* **YOUR INSTRUCTIONS**
Reproduce, word for word, the full article about volunteers at the Oregon cat sanctuary.

* **SOURCE TEXT**
━━━━━━━━━━━━━━━━

Volunteer petting cats in room at Cat Alliance Team Sanctuary in Sherwood, Oregon

Oregon Cat Sanctuary Volunteers Find Healing Through Service

😊 Feel Good

At a Sherwood sanctuary caring for 140 unadoptable cats, volunteers are discovering that giving their time might be helping them even more than the animals. One volunteer says the work brought stability and purpose exactly when she needed it most.

Elizabeth Lindemann walks through rooms filled with cats that nobody else wanted, filling water bowls and checking litter boxes, and she's never felt more needed.

For two years, Lindemann has volunteered at the Cat Alliance Team Sanctuary in Sherwood, Oregon, where 140 cats with special needs have found their forever home. Some were born with physical differences like Hobbit, who has no eyelids. Others have behavioral issues that made them unadoptable.

Reatha Larson manages the sanctuary and knows every cat by name and story. "Most of them are unadoptable. That's what we were built for because most rescues take in the adoptable ones," she explains.

Running a facility this size takes serious work. Each of the sanctuary's rooms houses 15 to 25 cats, including one dedicated to feral cats who will never leave.

That's where volunteers like Lindemann become essential. She helps with feeding, watering, and cleaning, describing herself as "another set of eyes for the kitties."

Oregon Cat Sanctuary Volunteers Find Healing Through Service

But Lindemann has discovered something unexpected through her service. "For me personally, it has helped me be calm and has helped me with a sense of accomplishment and build a community," she says.

Sunny's Take

Lindemann's experience reflects what researchers have long known about volunteer work. The Mayo Clinic reports that giving time to others reduces stress and increases feel-good hormones in the brain while providing a stronger sense of purpose.

For Lindemann, those benefits arrived at exactly the right moment. "I think sometimes for an older person, for whatever their background, their mental health can go like this," she says, waving her hands up and down.

The stability of showing up for the cats gave her something to anchor to. "Volunteering helps my mental health in a way that there is stability, there's a connection outside of myself," Lindemann shares.

At the sanctuary, it's nearly impossible to tell who's helping whom. The volunteers care for cats that other shelters couldn't take. The cats give the volunteers purpose and calm. Everyone wins.

"Volunteering reinforces that I'm needed here and I'm contributing to the world," Lindemann says.

Larson welcomes more volunteers and says families with children make wonderful helpers at the sanctuary, creating opportunities for connection across generations.

━━━━━━━━━━━━━━━━

* **DATA**

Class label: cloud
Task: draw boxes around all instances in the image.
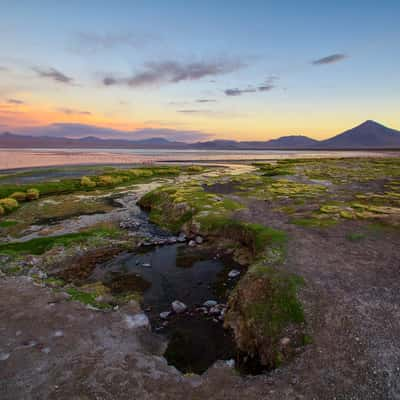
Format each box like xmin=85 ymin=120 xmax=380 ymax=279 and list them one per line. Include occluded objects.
xmin=57 ymin=107 xmax=92 ymax=115
xmin=224 ymin=88 xmax=256 ymax=96
xmin=311 ymin=53 xmax=348 ymax=65
xmin=196 ymin=99 xmax=217 ymax=103
xmin=32 ymin=67 xmax=73 ymax=84
xmin=15 ymin=123 xmax=213 ymax=142
xmin=7 ymin=99 xmax=25 ymax=105
xmin=257 ymin=84 xmax=275 ymax=92
xmin=224 ymin=75 xmax=279 ymax=96
xmin=71 ymin=32 xmax=155 ymax=53
xmin=103 ymin=61 xmax=243 ymax=87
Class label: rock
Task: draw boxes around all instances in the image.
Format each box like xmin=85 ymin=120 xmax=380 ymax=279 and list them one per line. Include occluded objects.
xmin=194 ymin=235 xmax=204 ymax=244
xmin=160 ymin=311 xmax=171 ymax=319
xmin=0 ymin=352 xmax=10 ymax=361
xmin=228 ymin=269 xmax=240 ymax=279
xmin=203 ymin=300 xmax=218 ymax=308
xmin=95 ymin=293 xmax=114 ymax=304
xmin=177 ymin=232 xmax=187 ymax=243
xmin=51 ymin=292 xmax=71 ymax=303
xmin=210 ymin=305 xmax=221 ymax=315
xmin=125 ymin=313 xmax=150 ymax=329
xmin=171 ymin=300 xmax=187 ymax=314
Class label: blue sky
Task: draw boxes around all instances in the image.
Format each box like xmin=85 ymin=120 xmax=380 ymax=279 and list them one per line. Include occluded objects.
xmin=0 ymin=0 xmax=400 ymax=140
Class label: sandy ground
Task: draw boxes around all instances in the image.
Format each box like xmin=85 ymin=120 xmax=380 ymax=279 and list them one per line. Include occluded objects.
xmin=0 ymin=216 xmax=400 ymax=400
xmin=0 ymin=149 xmax=399 ymax=170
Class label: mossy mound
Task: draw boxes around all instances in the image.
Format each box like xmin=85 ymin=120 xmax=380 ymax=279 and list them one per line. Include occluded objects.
xmin=225 ymin=265 xmax=305 ymax=368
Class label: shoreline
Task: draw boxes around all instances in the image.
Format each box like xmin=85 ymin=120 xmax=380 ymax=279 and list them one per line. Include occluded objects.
xmin=0 ymin=149 xmax=400 ymax=170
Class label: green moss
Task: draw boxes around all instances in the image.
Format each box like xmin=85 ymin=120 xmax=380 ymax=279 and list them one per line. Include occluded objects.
xmin=0 ymin=219 xmax=18 ymax=228
xmin=139 ymin=182 xmax=241 ymax=232
xmin=81 ymin=176 xmax=96 ymax=188
xmin=66 ymin=288 xmax=112 ymax=310
xmin=43 ymin=277 xmax=65 ymax=287
xmin=0 ymin=228 xmax=118 ymax=255
xmin=302 ymin=334 xmax=314 ymax=346
xmin=0 ymin=197 xmax=18 ymax=212
xmin=26 ymin=188 xmax=40 ymax=201
xmin=290 ymin=216 xmax=338 ymax=228
xmin=246 ymin=267 xmax=304 ymax=332
xmin=10 ymin=192 xmax=26 ymax=201
xmin=2 ymin=265 xmax=23 ymax=276
xmin=346 ymin=232 xmax=366 ymax=242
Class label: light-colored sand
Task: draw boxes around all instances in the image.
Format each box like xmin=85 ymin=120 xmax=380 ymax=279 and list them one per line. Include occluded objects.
xmin=0 ymin=149 xmax=400 ymax=170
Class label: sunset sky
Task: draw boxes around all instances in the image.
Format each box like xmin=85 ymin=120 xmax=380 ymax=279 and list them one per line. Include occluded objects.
xmin=0 ymin=0 xmax=400 ymax=141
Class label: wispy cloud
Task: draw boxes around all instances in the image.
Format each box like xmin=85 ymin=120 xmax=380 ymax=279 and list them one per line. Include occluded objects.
xmin=311 ymin=53 xmax=348 ymax=65
xmin=57 ymin=107 xmax=92 ymax=115
xmin=103 ymin=61 xmax=243 ymax=87
xmin=7 ymin=99 xmax=25 ymax=105
xmin=224 ymin=88 xmax=257 ymax=96
xmin=70 ymin=32 xmax=156 ymax=53
xmin=14 ymin=122 xmax=213 ymax=142
xmin=196 ymin=99 xmax=217 ymax=103
xmin=176 ymin=109 xmax=211 ymax=114
xmin=32 ymin=67 xmax=73 ymax=84
xmin=224 ymin=75 xmax=279 ymax=96
xmin=257 ymin=83 xmax=275 ymax=92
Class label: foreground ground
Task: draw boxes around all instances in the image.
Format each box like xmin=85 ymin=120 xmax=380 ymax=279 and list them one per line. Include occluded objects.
xmin=0 ymin=160 xmax=400 ymax=399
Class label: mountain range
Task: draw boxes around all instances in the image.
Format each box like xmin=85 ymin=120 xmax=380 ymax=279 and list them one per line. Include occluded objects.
xmin=0 ymin=120 xmax=400 ymax=150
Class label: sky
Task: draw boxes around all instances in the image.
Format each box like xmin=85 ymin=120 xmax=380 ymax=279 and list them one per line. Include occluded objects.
xmin=0 ymin=0 xmax=400 ymax=142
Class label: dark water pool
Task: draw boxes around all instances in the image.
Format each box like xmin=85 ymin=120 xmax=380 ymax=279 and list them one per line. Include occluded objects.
xmin=91 ymin=244 xmax=241 ymax=373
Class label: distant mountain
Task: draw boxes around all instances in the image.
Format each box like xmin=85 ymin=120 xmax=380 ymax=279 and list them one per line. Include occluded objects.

━━━━━━━━━━━━━━━━

* **EXERCISE RESULT**
Volunteer petting cats in room at Cat Alliance Team Sanctuary in Sherwood, Oregon

Oregon Cat Sanctuary Volunteers Find Healing Through Service

😊 Feel Good

At a Sherwood sanctuary caring for 140 unadoptable cats, volunteers are discovering that giving their time might be helping them even more than the animals. One volunteer says the work brought stability and purpose exactly when she needed it most.

Elizabeth Lindemann walks through rooms filled with cats that nobody else wanted, filling water bowls and checking litter boxes, and she's never felt more needed.

For two years, Lindemann has volunteered at the Cat Alliance Team Sanctuary in Sherwood, Oregon, where 140 cats with special needs have found their forever home. Some were born with physical differences like Hobbit, who has no eyelids. Others have behavioral issues that made them unadoptable.

Reatha Larson manages the sanctuary and knows every cat by name and story. "Most of them are unadoptable. That's what we were built for because most rescues take in the adoptable ones," she explains.

Running a facility this size takes serious work. Each of the sanctuary's rooms houses 15 to 25 cats, including one dedicated to feral cats who will never leave.

That's where volunteers like Lindemann become essential. She helps with feeding, watering, and cleaning, describing herself as "another set of eyes for the kitties."

Oregon Cat Sanctuary Volunteers Find Healing Through Service

But Lindemann has discovered something unexpected through her service. "For me personally, it has helped me be calm and has helped me with a sense of accomplishment and build a community," she says.

Sunny's Take

Lindemann's experience reflects what researchers have long known about volunteer work. The Mayo Clinic reports that giving time to others reduces stress and increases feel-good hormones in the brain while providing a stronger sense of purpose.

For Lindemann, those benefits arrived at exactly the right moment. "I think sometimes for an older person, for whatever their background, their mental health can go like this," she says, waving her hands up and down.

The stability of showing up for the cats gave her something to anchor to. "Volunteering helps my mental health in a way that there is stability, there's a connection outside of myself," Lindemann shares.

At the sanctuary, it's nearly impossible to tell who's helping whom. The volunteers care for cats that other shelters couldn't take. The cats give the volunteers purpose and calm. Everyone wins.

"Volunteering reinforces that I'm needed here and I'm contributing to the world," Lindemann says.

Larson welcomes more volunteers and says families with children make wonderful helpers at the sanctuary, creating opportunities for connection across generations.